(Point localization data)

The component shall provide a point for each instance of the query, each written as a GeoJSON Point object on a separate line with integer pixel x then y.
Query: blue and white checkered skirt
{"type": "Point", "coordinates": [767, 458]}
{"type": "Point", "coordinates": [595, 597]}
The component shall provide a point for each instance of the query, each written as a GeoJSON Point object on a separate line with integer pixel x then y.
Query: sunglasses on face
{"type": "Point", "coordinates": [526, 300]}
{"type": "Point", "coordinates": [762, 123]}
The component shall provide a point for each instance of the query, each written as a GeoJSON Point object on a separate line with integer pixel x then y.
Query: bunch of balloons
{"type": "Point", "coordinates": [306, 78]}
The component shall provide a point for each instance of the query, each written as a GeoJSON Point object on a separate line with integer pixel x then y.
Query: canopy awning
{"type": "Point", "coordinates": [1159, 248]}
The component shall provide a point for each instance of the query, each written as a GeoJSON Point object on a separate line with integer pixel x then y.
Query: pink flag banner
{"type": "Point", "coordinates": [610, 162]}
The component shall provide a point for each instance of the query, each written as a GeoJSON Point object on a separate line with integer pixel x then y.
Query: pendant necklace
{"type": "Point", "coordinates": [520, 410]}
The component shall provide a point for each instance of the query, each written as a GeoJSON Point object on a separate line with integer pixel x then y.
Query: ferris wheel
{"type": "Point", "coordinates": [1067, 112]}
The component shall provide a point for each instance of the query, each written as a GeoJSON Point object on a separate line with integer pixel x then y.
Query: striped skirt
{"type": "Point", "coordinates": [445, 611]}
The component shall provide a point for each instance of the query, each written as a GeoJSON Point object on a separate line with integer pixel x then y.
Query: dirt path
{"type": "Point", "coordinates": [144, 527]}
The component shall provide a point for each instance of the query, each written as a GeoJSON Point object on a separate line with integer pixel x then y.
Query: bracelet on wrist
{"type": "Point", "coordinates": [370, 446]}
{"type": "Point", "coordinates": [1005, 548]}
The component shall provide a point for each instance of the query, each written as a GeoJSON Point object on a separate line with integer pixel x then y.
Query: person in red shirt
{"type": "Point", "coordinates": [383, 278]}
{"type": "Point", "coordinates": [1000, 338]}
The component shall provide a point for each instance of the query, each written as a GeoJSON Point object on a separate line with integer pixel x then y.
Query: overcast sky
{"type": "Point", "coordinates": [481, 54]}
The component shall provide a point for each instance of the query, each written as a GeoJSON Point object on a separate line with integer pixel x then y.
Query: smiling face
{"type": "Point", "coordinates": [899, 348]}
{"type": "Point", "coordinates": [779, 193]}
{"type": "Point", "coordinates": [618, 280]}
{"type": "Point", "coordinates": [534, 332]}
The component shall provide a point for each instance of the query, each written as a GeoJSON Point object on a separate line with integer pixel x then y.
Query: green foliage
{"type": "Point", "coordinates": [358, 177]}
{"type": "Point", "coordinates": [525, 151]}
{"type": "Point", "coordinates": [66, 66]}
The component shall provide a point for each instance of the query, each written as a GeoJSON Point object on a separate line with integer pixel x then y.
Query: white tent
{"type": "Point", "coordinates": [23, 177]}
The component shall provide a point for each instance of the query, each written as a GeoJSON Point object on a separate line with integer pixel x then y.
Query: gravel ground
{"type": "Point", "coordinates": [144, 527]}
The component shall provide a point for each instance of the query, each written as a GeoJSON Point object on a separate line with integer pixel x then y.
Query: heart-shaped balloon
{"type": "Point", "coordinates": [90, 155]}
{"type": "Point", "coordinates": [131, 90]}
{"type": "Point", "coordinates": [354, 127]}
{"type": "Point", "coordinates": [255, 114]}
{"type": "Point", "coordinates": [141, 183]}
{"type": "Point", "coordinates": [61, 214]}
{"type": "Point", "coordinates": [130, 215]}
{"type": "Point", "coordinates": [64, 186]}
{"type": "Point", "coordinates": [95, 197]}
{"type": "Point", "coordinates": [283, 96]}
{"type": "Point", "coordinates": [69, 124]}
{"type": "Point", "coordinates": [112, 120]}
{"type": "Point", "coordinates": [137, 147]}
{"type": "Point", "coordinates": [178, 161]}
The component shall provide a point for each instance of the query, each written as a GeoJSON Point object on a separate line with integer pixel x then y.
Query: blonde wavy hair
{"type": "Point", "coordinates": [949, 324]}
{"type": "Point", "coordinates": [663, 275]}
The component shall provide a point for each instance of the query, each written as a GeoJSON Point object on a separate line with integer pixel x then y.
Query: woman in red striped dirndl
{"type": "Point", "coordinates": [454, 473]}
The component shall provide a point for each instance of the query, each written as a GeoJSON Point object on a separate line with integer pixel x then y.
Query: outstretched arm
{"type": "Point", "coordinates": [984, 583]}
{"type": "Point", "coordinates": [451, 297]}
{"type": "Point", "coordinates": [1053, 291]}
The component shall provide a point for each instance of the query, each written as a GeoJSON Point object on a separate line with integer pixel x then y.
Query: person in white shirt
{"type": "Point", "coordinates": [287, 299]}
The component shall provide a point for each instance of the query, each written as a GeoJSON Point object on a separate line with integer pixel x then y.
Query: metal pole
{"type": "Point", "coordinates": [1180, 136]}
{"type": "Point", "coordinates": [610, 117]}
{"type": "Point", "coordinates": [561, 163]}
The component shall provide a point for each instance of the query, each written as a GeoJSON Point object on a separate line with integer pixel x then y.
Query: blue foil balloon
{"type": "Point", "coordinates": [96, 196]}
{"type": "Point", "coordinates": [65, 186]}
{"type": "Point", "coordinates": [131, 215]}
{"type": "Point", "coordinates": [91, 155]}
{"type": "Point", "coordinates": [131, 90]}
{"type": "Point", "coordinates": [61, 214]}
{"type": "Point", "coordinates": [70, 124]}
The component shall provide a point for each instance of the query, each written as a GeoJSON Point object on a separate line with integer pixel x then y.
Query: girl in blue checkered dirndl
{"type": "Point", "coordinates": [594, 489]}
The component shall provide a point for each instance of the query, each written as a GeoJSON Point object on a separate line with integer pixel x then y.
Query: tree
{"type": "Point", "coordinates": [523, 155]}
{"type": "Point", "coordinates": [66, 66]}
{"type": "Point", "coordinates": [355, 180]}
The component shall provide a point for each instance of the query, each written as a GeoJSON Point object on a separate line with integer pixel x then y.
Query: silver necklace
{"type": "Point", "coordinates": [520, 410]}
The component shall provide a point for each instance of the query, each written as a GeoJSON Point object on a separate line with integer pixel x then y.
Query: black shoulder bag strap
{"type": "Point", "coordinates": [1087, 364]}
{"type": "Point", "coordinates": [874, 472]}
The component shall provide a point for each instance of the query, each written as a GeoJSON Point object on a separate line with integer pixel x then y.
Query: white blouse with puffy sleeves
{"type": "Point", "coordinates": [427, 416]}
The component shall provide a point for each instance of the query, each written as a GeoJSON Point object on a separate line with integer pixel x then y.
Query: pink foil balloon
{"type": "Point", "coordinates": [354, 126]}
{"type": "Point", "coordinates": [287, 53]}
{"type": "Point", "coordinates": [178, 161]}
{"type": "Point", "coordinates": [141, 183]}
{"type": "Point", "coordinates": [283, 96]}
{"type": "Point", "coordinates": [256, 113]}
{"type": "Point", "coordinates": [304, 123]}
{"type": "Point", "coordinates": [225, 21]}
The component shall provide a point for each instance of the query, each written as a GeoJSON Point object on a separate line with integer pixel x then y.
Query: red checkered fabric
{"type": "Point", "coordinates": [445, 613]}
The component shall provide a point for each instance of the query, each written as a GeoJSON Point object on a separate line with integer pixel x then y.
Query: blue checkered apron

__Exercise__: Each entry above must be retyped exactly.

__Exercise response__:
The component shall provide a point for each instance of the query, each written as a GeoJSON Point object on a separate line with integer pixel x then y.
Query: blue and white checkered skirt
{"type": "Point", "coordinates": [767, 458]}
{"type": "Point", "coordinates": [595, 597]}
The component shall provide a point for each instance of the query, each written as a GeoJSON Point object on a separate line with integer pixel x then y.
Query: sunglasses on face
{"type": "Point", "coordinates": [526, 300]}
{"type": "Point", "coordinates": [762, 123]}
The component shall provide a point for each instance of the query, each written as a GeoJSON Point object on a separate line with integer pixel x then y.
Query: bunch of balloons
{"type": "Point", "coordinates": [306, 78]}
The component shall provide a point for each instance of the query, each written as a GeoJSON Point object on a separate line with integer pixel x then y.
Query: canopy awning
{"type": "Point", "coordinates": [1159, 248]}
The component shall provide a point for each instance of the query, each written as a GeoJSON Point object on a separate line with integer pixel x then y.
Query: pink flag banner
{"type": "Point", "coordinates": [610, 162]}
The component shall provide a point for each instance of the query, each written as a GeoJSON Point object on a separate line with integer pixel x then y.
Query: pendant necklace
{"type": "Point", "coordinates": [520, 410]}
The component shall provide a point for each instance of the query, each written as a GeoJSON Point object on a separate line with integer pixel x then y.
Query: ferris wheel
{"type": "Point", "coordinates": [1067, 112]}
The component shall provide a point for each instance of the query, each written as a GeoJSON Point object on a separate line with integer pixel x then y.
Query: striped skirt
{"type": "Point", "coordinates": [445, 611]}
The component shall provide a point for each instance of the query, each written as a GeoJSON Point object on a separate line with integer pixel x then y.
Query: dirt path
{"type": "Point", "coordinates": [144, 527]}
The component shall provide a point for each instance of the query, each written as a GeoJSON Point object on a separate line with integer pixel x then y.
Query: bracelet on wrist
{"type": "Point", "coordinates": [370, 446]}
{"type": "Point", "coordinates": [1005, 548]}
The component shall provide a point for each instance of the query, each written as a GeoJSON Point object on a separate line with integer pixel x then y.
Query: person in red shirt
{"type": "Point", "coordinates": [383, 278]}
{"type": "Point", "coordinates": [1000, 338]}
The component shall provide a point for each instance of the query, each written as a GeoJSON Point object on a separate line with integer pixel x then y.
Query: overcast sky
{"type": "Point", "coordinates": [481, 54]}
The component shall provide a point for each instance of the query, each written as a GeoJSON Point object on a separate line with integer pixel x then y.
Query: smiling face
{"type": "Point", "coordinates": [899, 348]}
{"type": "Point", "coordinates": [779, 193]}
{"type": "Point", "coordinates": [618, 280]}
{"type": "Point", "coordinates": [534, 332]}
The component shall provide a point for each instance of the query, each written as a GeoJSON Point object on a separate line with integer pixel x then y.
Query: green foliage
{"type": "Point", "coordinates": [358, 177]}
{"type": "Point", "coordinates": [525, 151]}
{"type": "Point", "coordinates": [66, 66]}
The component shall provide a point for each instance of the query, each written as a GeoJSON Point object on a separate line with integer pixel x then y.
Query: white tent
{"type": "Point", "coordinates": [23, 177]}
The component shall provide a point for each instance of the query, each written as a GeoJSON Point object on a separate line with integer pixel x then y.
Query: gravel ground
{"type": "Point", "coordinates": [144, 527]}
The component shall provide a point for each instance of the query, each written as a GeoJSON Point object on a separate line with integer pixel x then y.
Query: heart-shaped balloon
{"type": "Point", "coordinates": [90, 155]}
{"type": "Point", "coordinates": [131, 90]}
{"type": "Point", "coordinates": [354, 127]}
{"type": "Point", "coordinates": [255, 114]}
{"type": "Point", "coordinates": [141, 183]}
{"type": "Point", "coordinates": [61, 214]}
{"type": "Point", "coordinates": [130, 215]}
{"type": "Point", "coordinates": [64, 186]}
{"type": "Point", "coordinates": [95, 197]}
{"type": "Point", "coordinates": [283, 96]}
{"type": "Point", "coordinates": [69, 124]}
{"type": "Point", "coordinates": [112, 120]}
{"type": "Point", "coordinates": [137, 147]}
{"type": "Point", "coordinates": [178, 161]}
The component shall provide a point for each instance of the query, each written as a GeoJSON Point object on a separate line with integer pixel x then y.
Query: blonde wavy hair
{"type": "Point", "coordinates": [949, 324]}
{"type": "Point", "coordinates": [663, 275]}
The component shall provide a point for each instance of the query, each written as a GeoJSON Point object on a separate line with integer pixel x then y.
Query: woman in red striped dirndl
{"type": "Point", "coordinates": [454, 473]}
The component shall provide a point for each instance of the query, each written as a GeoJSON Point object on a separate line with integer pixel x then y.
Query: outstretched arm
{"type": "Point", "coordinates": [984, 583]}
{"type": "Point", "coordinates": [451, 297]}
{"type": "Point", "coordinates": [1053, 291]}
The component shall provide a point for each instance of the query, each written as a GeoJSON Point object on a separate line with integer pixel x then y.
Query: person in white shirt
{"type": "Point", "coordinates": [287, 299]}
The component shall provide a point for each instance of the query, each written as a GeoJSON Point object on a separate line with integer pixel x then y.
Query: metal pole
{"type": "Point", "coordinates": [1180, 136]}
{"type": "Point", "coordinates": [610, 117]}
{"type": "Point", "coordinates": [561, 163]}
The component shall provide a point for each instance of the query, each written as a GeoJSON Point object on a separate line with integer pixel x then y.
Query: blue foil balloon
{"type": "Point", "coordinates": [96, 196]}
{"type": "Point", "coordinates": [65, 186]}
{"type": "Point", "coordinates": [131, 215]}
{"type": "Point", "coordinates": [91, 155]}
{"type": "Point", "coordinates": [131, 90]}
{"type": "Point", "coordinates": [61, 214]}
{"type": "Point", "coordinates": [70, 124]}
The component shall provide a point for each instance of the query, each written as a GeoJSON Point object on a separate line with integer pixel x then y.
Query: girl in blue checkered dirndl
{"type": "Point", "coordinates": [594, 489]}
The component shall provide a point for each instance of the query, each written as a GeoJSON Point object on a separate line with integer pixel x then y.
Query: tree
{"type": "Point", "coordinates": [523, 155]}
{"type": "Point", "coordinates": [66, 66]}
{"type": "Point", "coordinates": [355, 180]}
The component shall provide a point for each instance of the query, each written as a GeoJSON Point object on a separate line with integer pixel x then y.
Query: silver necklace
{"type": "Point", "coordinates": [520, 410]}
The component shall provide a point for each instance of the query, each written as a GeoJSON Point object on a separate line with integer pixel x then y.
Query: black shoulder bag strap
{"type": "Point", "coordinates": [1087, 364]}
{"type": "Point", "coordinates": [874, 472]}
The component shall provide a point for each instance of the query, each written as a GeoJSON Point object on a separate line with integer pixel x then y.
Query: white blouse with puffy sleeves
{"type": "Point", "coordinates": [427, 416]}
The component shall provide a point for each instance of the query, each written as a GeoJSON Point object on a separate line with integer pixel x then y.
Query: pink foil balloon
{"type": "Point", "coordinates": [354, 126]}
{"type": "Point", "coordinates": [287, 53]}
{"type": "Point", "coordinates": [178, 161]}
{"type": "Point", "coordinates": [141, 183]}
{"type": "Point", "coordinates": [283, 96]}
{"type": "Point", "coordinates": [256, 113]}
{"type": "Point", "coordinates": [304, 123]}
{"type": "Point", "coordinates": [225, 21]}
The component shall provide a point for each instance of the query, each written as a GeoJSON Point object on a separate line with integer pixel x then y.
Query: red checkered fabric
{"type": "Point", "coordinates": [445, 613]}
The component shall provide a point for each instance of the query, each written as a GeoJSON Point object on a separate line with integer pixel x then y.
Query: blue checkered apron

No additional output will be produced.